**PASSAGE TO READ:**
►
Electric Power Generation from Co-Produced Fluids from Oil and Gas Wells Geothermal Project
Last modified on July 22, 2011.
|Project Title||Electric Power Generation from Co-Produced Fluids from Oil and Gas Wells|
|Project Type / Topic 1||Recovery Act: Geothermal Technologies Program|
|Project Type / Topic 2||Geothermal Energy Production from Low Temperature Resources, Coproduced Fluids from Oil and Gas Wells, and Geopressured Resources|
|Project Type / Topic 3||Coproduced Fluids for Oil and Gas Wells|
|Project Description|| The geothermal organic Rankine cycle (ORC) system will be installed at an oil field operated by Encore Acquisition in western North Dakota where geothermal fluids occur in sedimentary formations at depths of 10,000 feet. The power plant will be operated and monitored for two years to develop engineering and economic models for geothermal ORC energy production. The data and knowledge acquire during the O & M phase can be used to facilitate the installation of similar geothermal ORC systems in other oil and gas settings.
The project’s proposed application at the Encore Acquisition site provides an excellent opportunity to test geothermal ORC technology under various operating conditions found in low-temperature geothermal resources and in the widely varying continental climate setting of North Dakota. Development of geothermal power using ORC technology throughout the Williston Basin appears highly promising due to the region’s cool climate (mean annual temperature of 50°F) and the availability of abundant geothermal fluid at 150-300°F in a number of oil producing formations. There are 102 unitized oil fields in the North Dakota portion of the Basin, and these fields bring co-produced fluids to central localities where large fluid volumes can be adapted for significant ORC power production.
|Objectives||Demonstrate the technologic and economic feasibility of generating electricity from low temperature (T~210 ºF) geothermal water using binary, organic Rankine cycle (ORC) technology with air as the condensing medium.|
|Awardees (Company / Institution)||University of North Dakota|
|Partner 1||Encore Acquisition|
|Partner 2||Berrendo Geothermal|
|Partner 3|| North Dakota Geological Survey
|Funding Opportunity Announcement||DE-FOA-0000109|
|DOE Funding Level (total award amount)||$1,733,864.00|
|Awardee Cost Share||$1,734,058.00|
|Total Project Cost|| $3,467,922.00
|Principal Investigator(s)||William Gosnold, University of North Dakota|
|Other Principal Investigators||Michael Mann, University of North Dakota; and Hossein Salehfar University of North Dakota|
|Targets / Milestones|| The team of university and industry engineers, scientists, and project developers will evaluate the power capacity, efficiency, and economics of five commercially available ORC engines in collaboration with the equipment manufacturers.
◄
**EXERCISE DIRECTIONS:** Copy the passage of the geothermal project description from "The project’s proposed" up to and including "ORC power production.". Rely only on the project description above when doing the work.

**DATA SECTION:**
►
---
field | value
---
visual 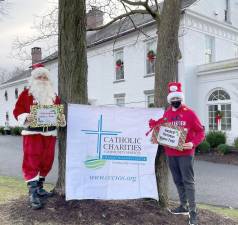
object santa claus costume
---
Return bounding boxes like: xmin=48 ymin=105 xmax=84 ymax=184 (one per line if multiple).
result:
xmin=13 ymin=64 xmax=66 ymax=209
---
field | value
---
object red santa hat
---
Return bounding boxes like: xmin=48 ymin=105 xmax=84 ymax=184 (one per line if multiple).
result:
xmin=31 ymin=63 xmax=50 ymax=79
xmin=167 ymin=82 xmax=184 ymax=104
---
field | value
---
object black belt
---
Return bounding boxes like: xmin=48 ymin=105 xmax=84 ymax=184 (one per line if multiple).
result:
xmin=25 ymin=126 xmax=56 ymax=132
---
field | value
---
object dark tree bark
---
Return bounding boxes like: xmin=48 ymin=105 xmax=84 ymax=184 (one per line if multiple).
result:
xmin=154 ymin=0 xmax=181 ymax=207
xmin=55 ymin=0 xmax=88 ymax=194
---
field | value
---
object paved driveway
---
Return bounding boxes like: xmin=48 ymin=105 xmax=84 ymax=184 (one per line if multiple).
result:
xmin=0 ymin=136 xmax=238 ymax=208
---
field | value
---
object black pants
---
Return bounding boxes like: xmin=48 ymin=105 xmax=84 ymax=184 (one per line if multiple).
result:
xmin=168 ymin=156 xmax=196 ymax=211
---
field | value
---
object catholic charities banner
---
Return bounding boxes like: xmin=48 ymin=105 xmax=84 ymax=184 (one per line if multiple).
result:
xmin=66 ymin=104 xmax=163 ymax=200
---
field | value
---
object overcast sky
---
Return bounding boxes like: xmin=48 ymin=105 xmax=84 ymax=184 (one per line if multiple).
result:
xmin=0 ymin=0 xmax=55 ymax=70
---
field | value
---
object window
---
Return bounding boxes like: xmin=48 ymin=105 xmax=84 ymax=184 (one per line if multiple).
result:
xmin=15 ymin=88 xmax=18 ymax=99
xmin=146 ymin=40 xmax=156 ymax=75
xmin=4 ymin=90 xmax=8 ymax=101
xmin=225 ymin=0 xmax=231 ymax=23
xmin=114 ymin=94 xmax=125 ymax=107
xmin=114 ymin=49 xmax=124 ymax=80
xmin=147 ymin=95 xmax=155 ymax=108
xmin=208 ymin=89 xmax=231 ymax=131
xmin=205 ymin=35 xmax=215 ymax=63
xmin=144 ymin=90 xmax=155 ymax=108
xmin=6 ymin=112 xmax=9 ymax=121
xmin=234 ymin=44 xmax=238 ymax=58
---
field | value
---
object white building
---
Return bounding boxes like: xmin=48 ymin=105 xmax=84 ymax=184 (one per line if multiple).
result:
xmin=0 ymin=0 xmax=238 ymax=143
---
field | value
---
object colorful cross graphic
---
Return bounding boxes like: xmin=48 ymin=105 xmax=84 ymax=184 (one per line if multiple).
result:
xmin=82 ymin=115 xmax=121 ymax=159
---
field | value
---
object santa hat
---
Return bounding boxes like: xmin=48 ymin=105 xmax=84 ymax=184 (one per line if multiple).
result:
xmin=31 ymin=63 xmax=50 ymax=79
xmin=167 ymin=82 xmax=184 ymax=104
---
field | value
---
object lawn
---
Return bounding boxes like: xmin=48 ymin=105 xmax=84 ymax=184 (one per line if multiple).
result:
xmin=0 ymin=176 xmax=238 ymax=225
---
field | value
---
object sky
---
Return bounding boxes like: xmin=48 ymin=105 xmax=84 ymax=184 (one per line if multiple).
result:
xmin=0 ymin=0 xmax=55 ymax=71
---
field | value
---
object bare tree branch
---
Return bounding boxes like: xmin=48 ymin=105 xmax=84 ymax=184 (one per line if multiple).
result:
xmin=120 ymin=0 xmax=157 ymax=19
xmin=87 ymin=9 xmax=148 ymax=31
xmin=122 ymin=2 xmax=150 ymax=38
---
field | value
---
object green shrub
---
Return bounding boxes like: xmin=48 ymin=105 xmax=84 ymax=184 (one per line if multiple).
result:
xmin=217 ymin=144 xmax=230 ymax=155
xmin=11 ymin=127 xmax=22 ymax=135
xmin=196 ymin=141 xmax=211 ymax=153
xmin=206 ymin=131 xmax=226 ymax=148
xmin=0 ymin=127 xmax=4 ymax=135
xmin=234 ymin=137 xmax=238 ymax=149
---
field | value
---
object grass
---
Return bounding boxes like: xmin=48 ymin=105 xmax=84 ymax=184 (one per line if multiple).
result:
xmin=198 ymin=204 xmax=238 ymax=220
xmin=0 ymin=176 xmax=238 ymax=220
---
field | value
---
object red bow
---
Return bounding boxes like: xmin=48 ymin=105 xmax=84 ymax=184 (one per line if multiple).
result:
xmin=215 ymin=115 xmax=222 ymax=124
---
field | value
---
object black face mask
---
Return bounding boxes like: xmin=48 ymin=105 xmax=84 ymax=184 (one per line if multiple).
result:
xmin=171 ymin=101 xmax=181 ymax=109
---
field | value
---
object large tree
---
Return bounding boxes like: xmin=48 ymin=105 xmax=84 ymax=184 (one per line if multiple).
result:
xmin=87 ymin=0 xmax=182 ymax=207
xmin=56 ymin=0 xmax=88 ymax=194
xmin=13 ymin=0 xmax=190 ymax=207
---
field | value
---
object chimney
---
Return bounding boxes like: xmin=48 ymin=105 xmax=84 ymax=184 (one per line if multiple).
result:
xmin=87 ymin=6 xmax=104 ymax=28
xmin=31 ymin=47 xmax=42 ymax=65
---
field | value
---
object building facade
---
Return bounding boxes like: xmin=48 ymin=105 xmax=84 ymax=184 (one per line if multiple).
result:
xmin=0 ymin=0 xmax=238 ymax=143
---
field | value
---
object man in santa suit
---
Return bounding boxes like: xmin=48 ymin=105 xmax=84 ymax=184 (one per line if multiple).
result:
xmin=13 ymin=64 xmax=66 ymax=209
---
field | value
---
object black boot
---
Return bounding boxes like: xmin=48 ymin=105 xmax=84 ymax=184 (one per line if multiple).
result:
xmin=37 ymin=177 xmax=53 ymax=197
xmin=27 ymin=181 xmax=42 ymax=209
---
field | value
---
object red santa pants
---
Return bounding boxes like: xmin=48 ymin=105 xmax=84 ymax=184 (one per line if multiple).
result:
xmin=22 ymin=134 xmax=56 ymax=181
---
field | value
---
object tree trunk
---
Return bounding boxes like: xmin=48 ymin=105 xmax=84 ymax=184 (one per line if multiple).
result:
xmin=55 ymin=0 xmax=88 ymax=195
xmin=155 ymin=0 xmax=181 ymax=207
◄
►
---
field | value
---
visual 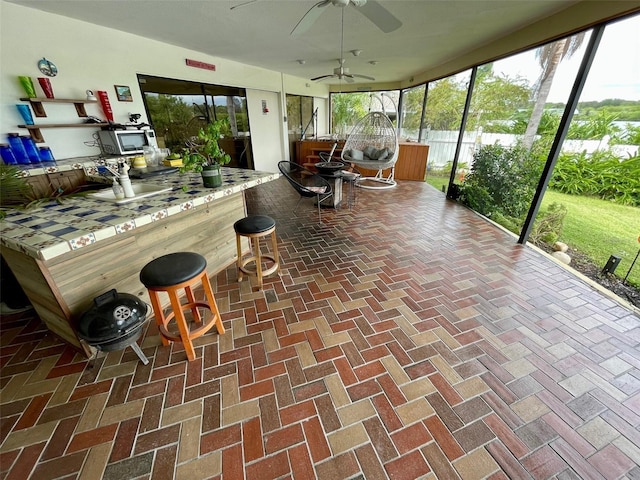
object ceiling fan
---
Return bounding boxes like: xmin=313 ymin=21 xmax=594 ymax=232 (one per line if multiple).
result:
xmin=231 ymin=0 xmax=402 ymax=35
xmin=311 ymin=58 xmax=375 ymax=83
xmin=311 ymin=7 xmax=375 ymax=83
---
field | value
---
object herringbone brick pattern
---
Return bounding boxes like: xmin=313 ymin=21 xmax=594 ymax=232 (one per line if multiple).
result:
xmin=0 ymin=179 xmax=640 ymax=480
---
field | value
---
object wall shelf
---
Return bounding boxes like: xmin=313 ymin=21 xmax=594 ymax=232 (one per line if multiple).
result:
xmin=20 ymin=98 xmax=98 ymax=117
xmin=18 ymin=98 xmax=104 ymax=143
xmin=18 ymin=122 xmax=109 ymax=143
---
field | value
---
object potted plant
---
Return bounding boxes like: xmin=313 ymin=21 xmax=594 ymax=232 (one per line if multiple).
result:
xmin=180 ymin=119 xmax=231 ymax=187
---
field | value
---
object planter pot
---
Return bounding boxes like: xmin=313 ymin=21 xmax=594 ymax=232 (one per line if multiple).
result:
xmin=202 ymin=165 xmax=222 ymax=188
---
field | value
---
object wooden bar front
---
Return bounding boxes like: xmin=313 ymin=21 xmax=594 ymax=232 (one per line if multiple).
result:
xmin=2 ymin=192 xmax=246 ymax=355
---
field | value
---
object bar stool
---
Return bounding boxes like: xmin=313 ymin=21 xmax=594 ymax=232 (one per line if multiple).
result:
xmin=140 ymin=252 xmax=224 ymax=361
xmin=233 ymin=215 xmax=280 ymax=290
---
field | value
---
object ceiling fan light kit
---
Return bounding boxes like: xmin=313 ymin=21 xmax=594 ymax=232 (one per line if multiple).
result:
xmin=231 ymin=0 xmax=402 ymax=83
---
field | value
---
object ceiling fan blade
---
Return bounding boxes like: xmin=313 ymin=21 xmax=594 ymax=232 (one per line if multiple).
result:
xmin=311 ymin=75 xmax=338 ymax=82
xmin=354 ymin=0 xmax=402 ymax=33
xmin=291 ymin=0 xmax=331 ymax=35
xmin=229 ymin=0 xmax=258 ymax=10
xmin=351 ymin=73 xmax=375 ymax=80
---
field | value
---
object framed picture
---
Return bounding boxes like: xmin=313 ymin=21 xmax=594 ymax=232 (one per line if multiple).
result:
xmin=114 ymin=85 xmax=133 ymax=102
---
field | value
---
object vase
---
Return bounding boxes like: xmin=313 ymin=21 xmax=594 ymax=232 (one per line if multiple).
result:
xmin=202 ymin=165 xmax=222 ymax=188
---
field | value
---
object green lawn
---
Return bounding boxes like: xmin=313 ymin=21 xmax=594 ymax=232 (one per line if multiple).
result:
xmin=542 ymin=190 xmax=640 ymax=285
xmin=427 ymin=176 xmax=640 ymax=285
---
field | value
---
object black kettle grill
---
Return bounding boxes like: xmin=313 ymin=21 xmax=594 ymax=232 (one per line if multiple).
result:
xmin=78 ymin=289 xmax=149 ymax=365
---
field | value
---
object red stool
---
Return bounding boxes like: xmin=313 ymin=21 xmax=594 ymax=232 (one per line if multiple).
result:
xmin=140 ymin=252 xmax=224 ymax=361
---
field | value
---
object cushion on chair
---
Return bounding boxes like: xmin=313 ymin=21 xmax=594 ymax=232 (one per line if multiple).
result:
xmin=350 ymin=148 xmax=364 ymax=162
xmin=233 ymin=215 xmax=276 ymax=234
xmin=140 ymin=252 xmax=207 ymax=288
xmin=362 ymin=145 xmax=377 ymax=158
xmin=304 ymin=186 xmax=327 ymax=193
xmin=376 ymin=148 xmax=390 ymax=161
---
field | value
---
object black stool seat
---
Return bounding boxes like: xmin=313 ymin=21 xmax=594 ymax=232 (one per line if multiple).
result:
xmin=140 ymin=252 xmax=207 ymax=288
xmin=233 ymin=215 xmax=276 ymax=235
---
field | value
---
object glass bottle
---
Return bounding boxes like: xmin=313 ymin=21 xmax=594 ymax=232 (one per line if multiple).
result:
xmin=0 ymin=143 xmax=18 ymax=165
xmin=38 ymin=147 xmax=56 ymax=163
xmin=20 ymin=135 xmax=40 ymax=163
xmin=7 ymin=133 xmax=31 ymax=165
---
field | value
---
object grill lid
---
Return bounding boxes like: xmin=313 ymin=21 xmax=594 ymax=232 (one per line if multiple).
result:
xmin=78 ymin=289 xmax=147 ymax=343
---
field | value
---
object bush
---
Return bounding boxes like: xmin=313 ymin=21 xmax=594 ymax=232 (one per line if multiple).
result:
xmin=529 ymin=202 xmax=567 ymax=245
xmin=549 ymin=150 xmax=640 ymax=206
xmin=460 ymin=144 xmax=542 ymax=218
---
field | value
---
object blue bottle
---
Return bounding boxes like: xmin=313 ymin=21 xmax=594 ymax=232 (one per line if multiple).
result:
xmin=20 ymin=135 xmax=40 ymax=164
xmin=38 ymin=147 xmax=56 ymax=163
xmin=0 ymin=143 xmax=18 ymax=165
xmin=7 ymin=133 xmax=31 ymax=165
◄
**RESULT BELOW:**
The project’s proposed application at the Encore Acquisition site provides an excellent opportunity to test geothermal ORC technology under various operating conditions found in low-temperature geothermal resources and in the widely varying continental climate setting of North Dakota. Development of geothermal power using ORC technology throughout the Williston Basin appears highly promising due to the region’s cool climate (mean annual temperature of 50°F) and the availability of abundant geothermal fluid at 150-300°F in a number of oil producing formations. There are 102 unitized oil fields in the North Dakota portion of the Basin, and these fields bring co-produced fluids to central localities where large fluid volumes can be adapted for significant ORC power production.